WI: The US and Britain Clashed Over Venezuela in the 1890s?

Except the difference is rather than moving by sea across the Pacific, for example (20,000 men by August), they are moving via the New York Central... Or the Grand Trunk, Penn Central, Illinois, Rock Island Line, etc.

And directly from places like Burlington, Albany, Buffalo, and Detroit upon such places as Montreal (what, 40 miles north of the border?), Prescott, Toronto, Windsor, etc.

So in actual fact getting there is harder. Rather than being able to bring supplies in ships you must now transport them by horse. Rather than have the guns of Navy cruisers and battleships available you must bring your own.

If you read the not unflattering source materials made available on the US preparations for war in Cuba you will see it takes time to concentrate and organise an Army Corps.

Whereas whenever operation Imperial Storm kicks off, the British have to mobilize, cross the Atlantic, and then decide whether they are landing in Halifax, St. John, or Quebec City, or Montreal (although if it is winter, the last one is out); there's also the minor question of whether the Intercolonial and/or Grand Trunk are open or closed, given how close both are to the border for almost their entire length...:rolleyes:

Slightly more of a challenger for Sir Redvers Buller et al to get from Aldershot to the banks of the Detroit than it is for Wesley Merritt to get from, say, Plattsburgh to Montreal.

**To-do list**
[a] Quote the Venezuela post between "Slightly more of" and "Plattsburgh to Montreal.", inclusive.
[b] In the Venezuela post, which landing city is ruled out for the British if it is winter?
[c] Please carry on the Venezuela post from its last sentence.
The rows that follow are separate material, unrelated to the Venezuela post.

**Data entries**
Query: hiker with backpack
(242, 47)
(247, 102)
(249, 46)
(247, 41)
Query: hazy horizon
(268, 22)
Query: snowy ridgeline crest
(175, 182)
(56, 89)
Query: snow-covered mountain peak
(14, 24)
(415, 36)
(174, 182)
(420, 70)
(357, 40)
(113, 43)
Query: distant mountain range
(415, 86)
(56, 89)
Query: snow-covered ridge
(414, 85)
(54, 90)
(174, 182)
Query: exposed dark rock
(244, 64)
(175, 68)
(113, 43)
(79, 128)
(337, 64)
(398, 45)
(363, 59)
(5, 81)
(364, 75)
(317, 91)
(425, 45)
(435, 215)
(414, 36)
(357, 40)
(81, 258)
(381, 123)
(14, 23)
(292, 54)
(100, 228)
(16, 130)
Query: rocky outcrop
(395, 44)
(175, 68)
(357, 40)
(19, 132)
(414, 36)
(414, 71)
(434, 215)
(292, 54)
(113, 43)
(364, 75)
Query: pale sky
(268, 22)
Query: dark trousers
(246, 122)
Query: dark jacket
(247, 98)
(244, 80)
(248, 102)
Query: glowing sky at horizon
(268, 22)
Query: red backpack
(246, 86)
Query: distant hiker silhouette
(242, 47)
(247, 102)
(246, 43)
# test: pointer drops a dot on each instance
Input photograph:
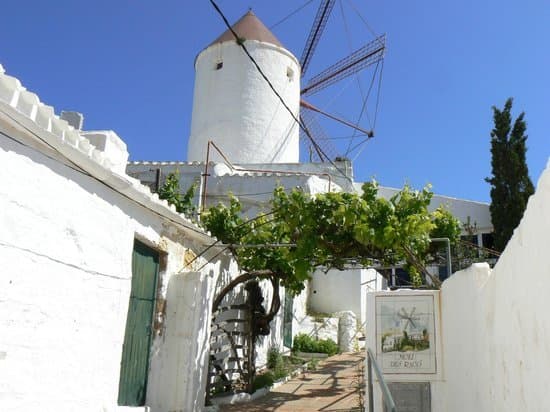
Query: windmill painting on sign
(405, 334)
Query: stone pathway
(335, 385)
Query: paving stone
(333, 387)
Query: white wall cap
(221, 169)
(28, 103)
(70, 144)
(112, 146)
(9, 89)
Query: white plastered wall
(340, 290)
(235, 107)
(65, 251)
(495, 324)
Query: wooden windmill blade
(321, 18)
(367, 55)
(321, 145)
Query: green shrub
(263, 380)
(305, 343)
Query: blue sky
(128, 66)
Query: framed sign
(407, 333)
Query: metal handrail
(388, 399)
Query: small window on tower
(290, 74)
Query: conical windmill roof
(249, 27)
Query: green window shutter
(137, 338)
(287, 320)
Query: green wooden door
(137, 339)
(287, 320)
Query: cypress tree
(510, 183)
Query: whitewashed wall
(340, 290)
(65, 251)
(496, 328)
(235, 107)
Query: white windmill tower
(234, 107)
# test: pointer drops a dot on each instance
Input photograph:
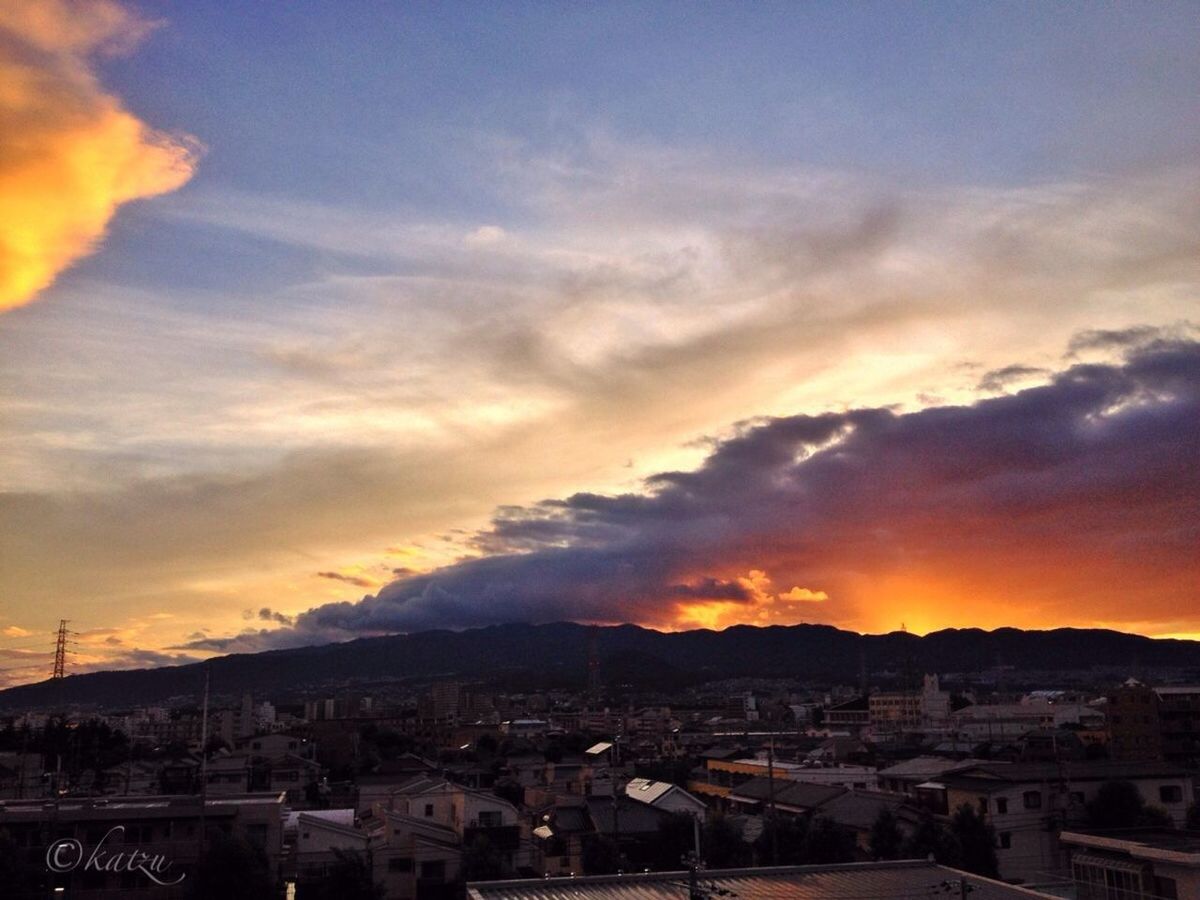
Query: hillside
(556, 654)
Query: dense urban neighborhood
(420, 790)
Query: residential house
(1144, 863)
(1030, 803)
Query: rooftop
(809, 882)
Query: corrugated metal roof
(647, 791)
(852, 881)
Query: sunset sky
(333, 319)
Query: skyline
(861, 317)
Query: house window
(1165, 888)
(433, 869)
(1170, 793)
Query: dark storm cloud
(1097, 465)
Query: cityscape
(599, 451)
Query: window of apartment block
(1165, 888)
(433, 869)
(1170, 793)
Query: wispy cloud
(1003, 511)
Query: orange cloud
(71, 154)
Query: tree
(481, 859)
(931, 840)
(787, 835)
(676, 839)
(601, 856)
(509, 790)
(886, 838)
(1193, 822)
(1155, 817)
(828, 843)
(721, 846)
(1119, 804)
(348, 879)
(232, 869)
(976, 840)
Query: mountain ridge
(807, 651)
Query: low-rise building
(1140, 863)
(1029, 804)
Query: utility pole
(204, 768)
(771, 797)
(60, 651)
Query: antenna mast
(60, 651)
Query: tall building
(1134, 732)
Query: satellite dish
(753, 831)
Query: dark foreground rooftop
(874, 881)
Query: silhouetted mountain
(556, 655)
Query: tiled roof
(802, 795)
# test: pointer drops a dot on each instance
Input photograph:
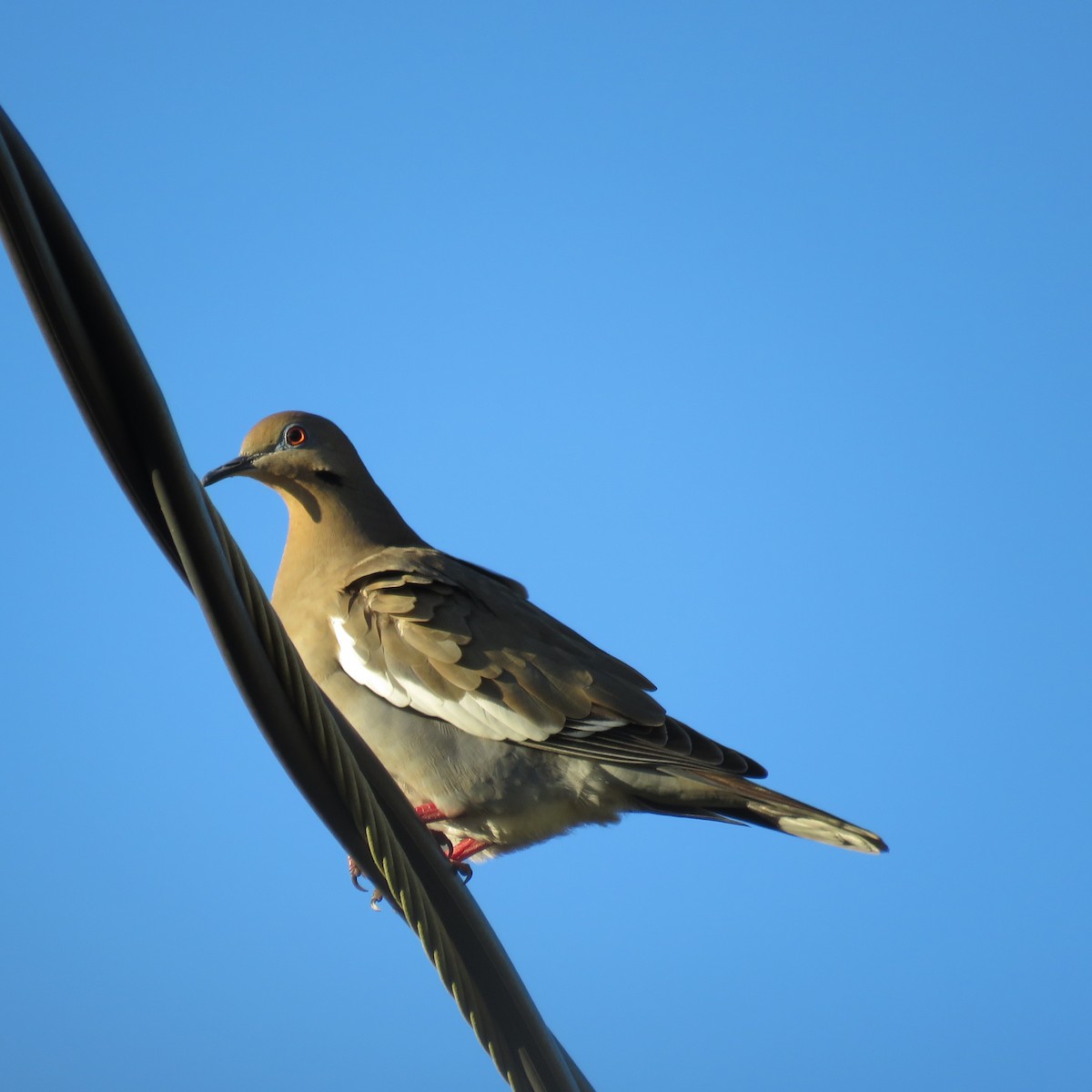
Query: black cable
(341, 779)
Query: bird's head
(293, 447)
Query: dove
(502, 726)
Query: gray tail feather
(742, 802)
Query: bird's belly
(506, 794)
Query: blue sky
(754, 341)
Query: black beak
(239, 465)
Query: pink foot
(430, 813)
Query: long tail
(737, 800)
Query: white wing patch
(473, 713)
(356, 666)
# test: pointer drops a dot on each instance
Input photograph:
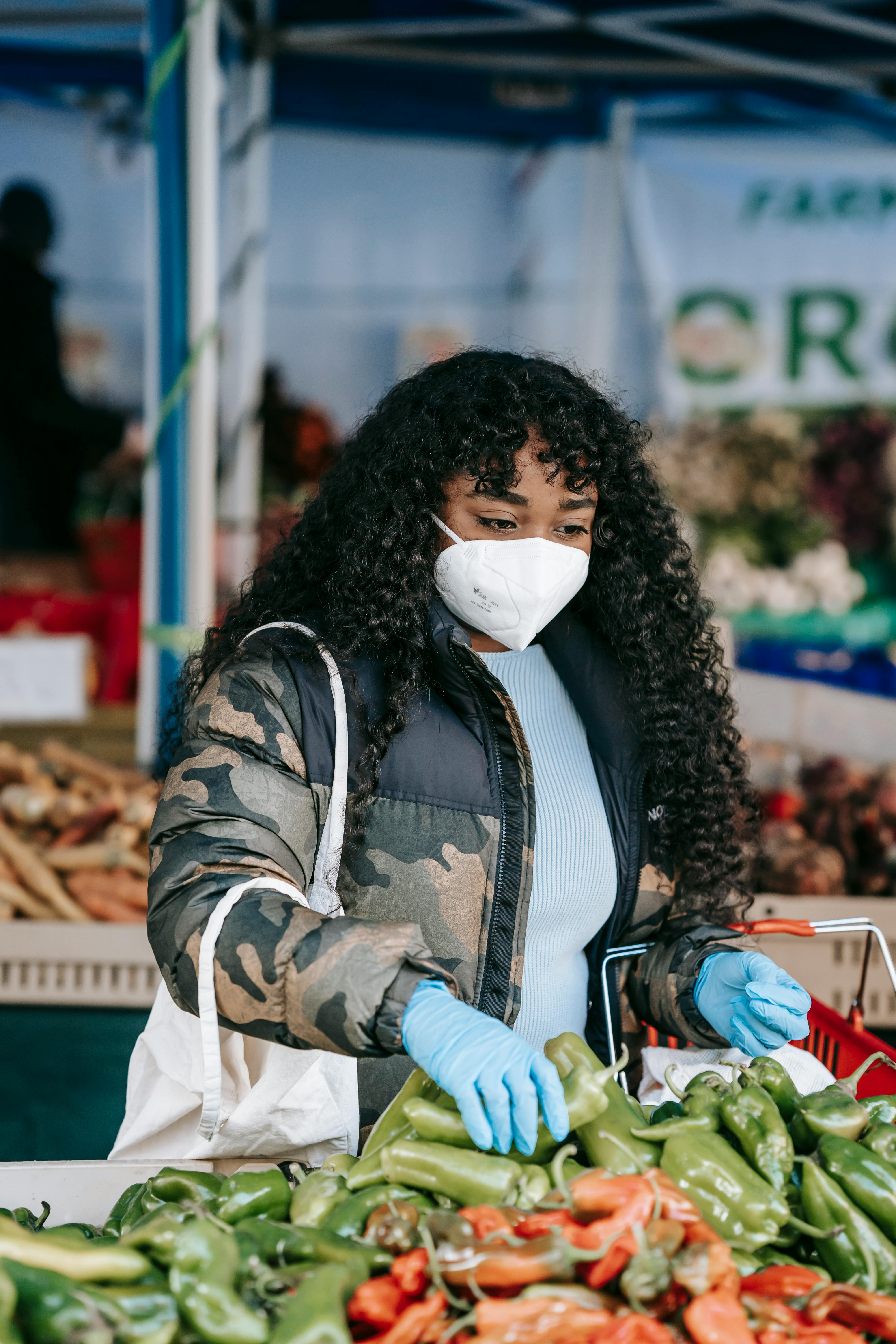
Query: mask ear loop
(447, 530)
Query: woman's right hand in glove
(496, 1080)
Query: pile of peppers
(739, 1214)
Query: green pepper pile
(330, 1256)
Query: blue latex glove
(752, 1002)
(496, 1080)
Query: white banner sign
(770, 268)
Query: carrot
(107, 908)
(86, 825)
(97, 857)
(35, 876)
(718, 1318)
(119, 884)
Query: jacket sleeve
(661, 982)
(237, 806)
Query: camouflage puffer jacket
(443, 882)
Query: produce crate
(78, 966)
(85, 1193)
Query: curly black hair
(362, 561)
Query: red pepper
(379, 1302)
(676, 1205)
(485, 1220)
(414, 1322)
(596, 1193)
(781, 1282)
(539, 1225)
(718, 1318)
(613, 1263)
(412, 1272)
(639, 1209)
(636, 1330)
(868, 1312)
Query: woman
(515, 807)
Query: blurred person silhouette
(47, 436)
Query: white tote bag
(197, 1091)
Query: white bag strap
(323, 896)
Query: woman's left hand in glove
(752, 1002)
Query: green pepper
(350, 1220)
(111, 1263)
(281, 1244)
(148, 1314)
(316, 1315)
(606, 1140)
(753, 1118)
(203, 1276)
(77, 1233)
(868, 1179)
(177, 1187)
(394, 1122)
(339, 1163)
(667, 1111)
(773, 1076)
(135, 1210)
(882, 1139)
(733, 1198)
(882, 1109)
(369, 1171)
(9, 1330)
(746, 1264)
(535, 1186)
(774, 1256)
(700, 1103)
(584, 1092)
(834, 1111)
(859, 1252)
(254, 1195)
(112, 1226)
(472, 1178)
(316, 1198)
(156, 1233)
(52, 1310)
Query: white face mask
(508, 589)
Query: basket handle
(799, 928)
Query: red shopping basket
(840, 1044)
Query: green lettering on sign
(714, 351)
(804, 338)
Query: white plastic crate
(89, 966)
(829, 967)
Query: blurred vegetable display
(73, 837)
(756, 1226)
(834, 833)
(790, 515)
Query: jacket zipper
(499, 870)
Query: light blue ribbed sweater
(574, 884)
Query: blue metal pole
(170, 138)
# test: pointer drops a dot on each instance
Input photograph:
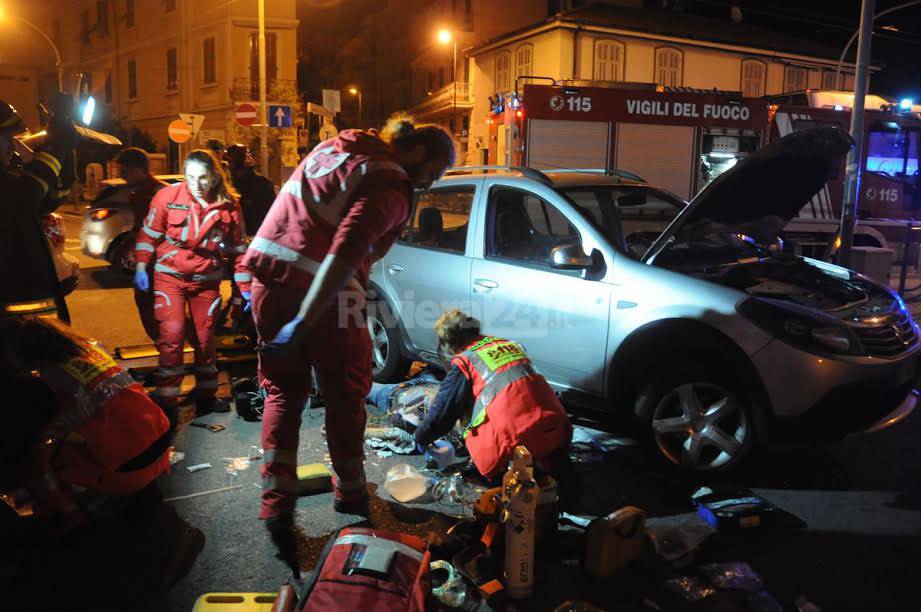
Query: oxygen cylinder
(519, 495)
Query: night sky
(834, 21)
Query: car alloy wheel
(380, 344)
(701, 426)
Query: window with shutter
(795, 79)
(753, 72)
(669, 67)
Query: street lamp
(57, 54)
(856, 32)
(446, 36)
(357, 92)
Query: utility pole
(854, 167)
(263, 105)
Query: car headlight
(800, 326)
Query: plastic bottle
(519, 495)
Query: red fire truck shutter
(568, 144)
(662, 154)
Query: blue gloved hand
(286, 339)
(141, 280)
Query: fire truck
(681, 139)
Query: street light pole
(263, 108)
(854, 166)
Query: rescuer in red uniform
(344, 206)
(190, 227)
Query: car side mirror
(570, 257)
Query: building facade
(148, 61)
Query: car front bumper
(816, 397)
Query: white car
(109, 223)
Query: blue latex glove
(141, 280)
(286, 339)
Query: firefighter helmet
(10, 119)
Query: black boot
(281, 530)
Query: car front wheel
(699, 424)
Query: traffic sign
(194, 121)
(179, 131)
(246, 114)
(279, 116)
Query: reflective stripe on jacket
(514, 405)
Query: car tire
(121, 255)
(388, 364)
(697, 419)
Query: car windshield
(630, 216)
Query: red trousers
(339, 349)
(171, 297)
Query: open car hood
(768, 187)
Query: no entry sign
(246, 114)
(179, 131)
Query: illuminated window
(524, 56)
(503, 72)
(172, 71)
(669, 67)
(209, 57)
(440, 220)
(609, 61)
(753, 78)
(132, 80)
(795, 79)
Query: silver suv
(712, 336)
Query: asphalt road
(859, 502)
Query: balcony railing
(444, 98)
(278, 90)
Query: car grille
(890, 339)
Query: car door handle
(483, 285)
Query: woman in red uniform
(96, 433)
(190, 228)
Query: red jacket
(189, 240)
(348, 197)
(513, 406)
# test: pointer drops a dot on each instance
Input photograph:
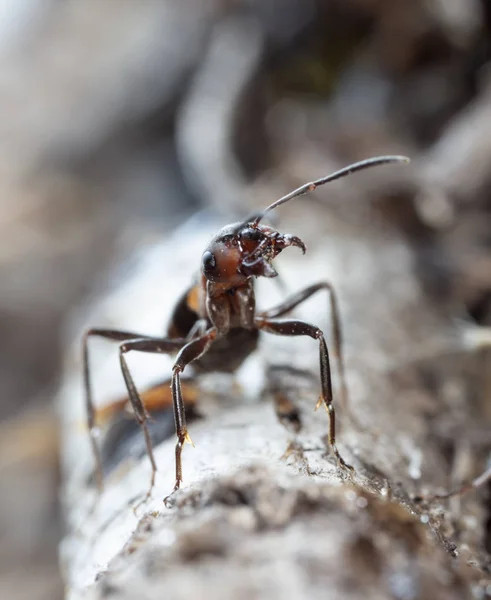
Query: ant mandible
(215, 324)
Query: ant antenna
(312, 185)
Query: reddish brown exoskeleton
(215, 324)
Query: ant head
(244, 249)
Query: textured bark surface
(254, 520)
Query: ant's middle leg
(294, 328)
(116, 336)
(337, 338)
(154, 346)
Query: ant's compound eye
(208, 263)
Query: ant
(215, 324)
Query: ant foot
(168, 499)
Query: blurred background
(120, 119)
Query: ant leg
(191, 351)
(154, 346)
(293, 328)
(303, 295)
(108, 334)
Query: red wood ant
(215, 324)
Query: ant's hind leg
(294, 328)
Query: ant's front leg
(191, 351)
(294, 300)
(294, 328)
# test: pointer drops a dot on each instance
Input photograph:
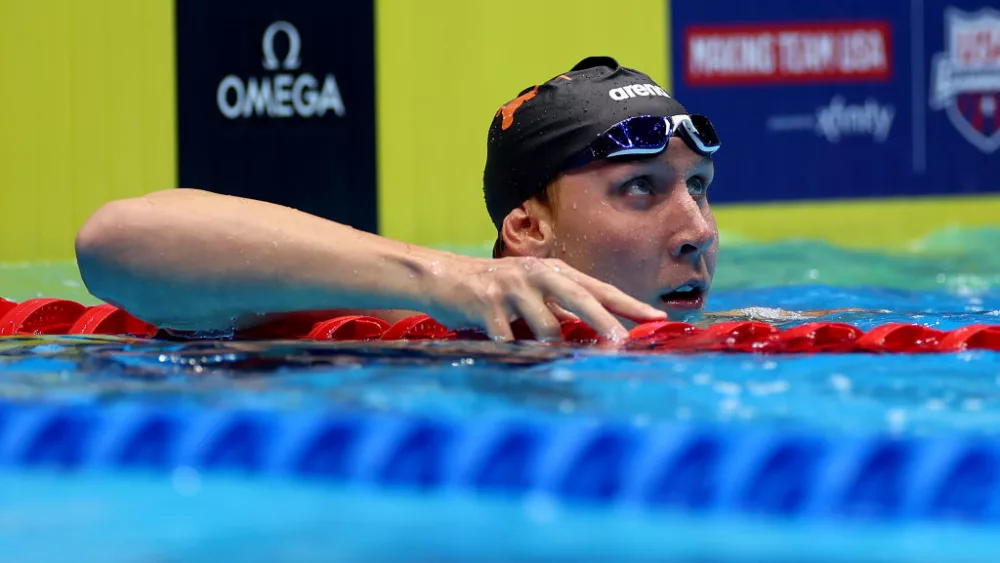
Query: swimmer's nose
(695, 238)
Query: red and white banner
(788, 53)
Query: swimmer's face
(644, 226)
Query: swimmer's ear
(527, 230)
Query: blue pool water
(181, 513)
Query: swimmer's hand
(491, 293)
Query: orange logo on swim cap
(510, 108)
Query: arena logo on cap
(966, 76)
(800, 52)
(633, 90)
(283, 94)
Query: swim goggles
(648, 134)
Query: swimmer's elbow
(105, 243)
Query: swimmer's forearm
(193, 260)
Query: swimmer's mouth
(688, 296)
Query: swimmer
(597, 182)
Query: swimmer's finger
(560, 313)
(573, 297)
(618, 302)
(497, 325)
(543, 323)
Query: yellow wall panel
(443, 69)
(87, 114)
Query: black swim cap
(533, 137)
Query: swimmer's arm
(194, 260)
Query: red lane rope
(60, 316)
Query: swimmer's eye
(697, 187)
(640, 186)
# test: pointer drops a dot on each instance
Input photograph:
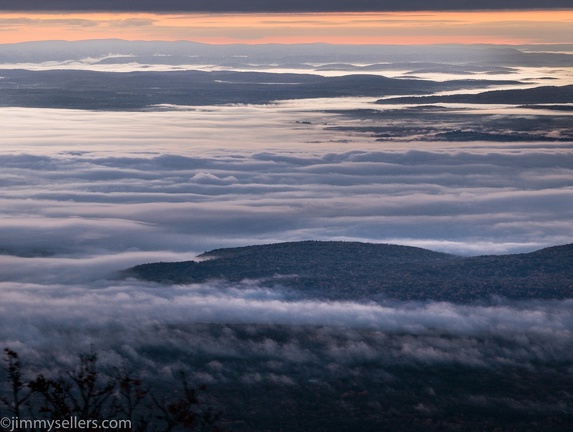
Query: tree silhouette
(87, 394)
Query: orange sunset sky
(506, 27)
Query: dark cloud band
(276, 5)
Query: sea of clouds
(86, 194)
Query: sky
(86, 194)
(275, 25)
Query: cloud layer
(274, 6)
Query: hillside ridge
(338, 270)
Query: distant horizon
(502, 27)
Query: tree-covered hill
(358, 271)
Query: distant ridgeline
(360, 271)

**The responses**
[a]
Slightly more of a challenger for Sir Redvers Buller et al to get from Aldershot to the banks of the Detroit than it is for Wesley Merritt to get from, say, Plattsburgh to Montreal.

[b] Montreal

[c]
Best,

Not really as he can catch a train too but that is why you get maybe forty two days as because that is the time frame it took the British to land an entire army Corps inside South Africa and the lead elements made it into contact with the enemy before then. So a proven but slightly harder deployment is being used as the baseline by myself.

After that overrunning Canada in the short term is off the cards. The British can build up forces in Canada at least as fast as the US can based on demonstrated abilities.

It is not a question of US commander being incompetent it is that the resources they need are not to hand, there are no corps staffs, insufficient artillery and insufficient horse transport to supply the army in the field.

In Cuba and the Philippines the horse transport issues were less of a problem as the troops were close enough to ports to have less need of such.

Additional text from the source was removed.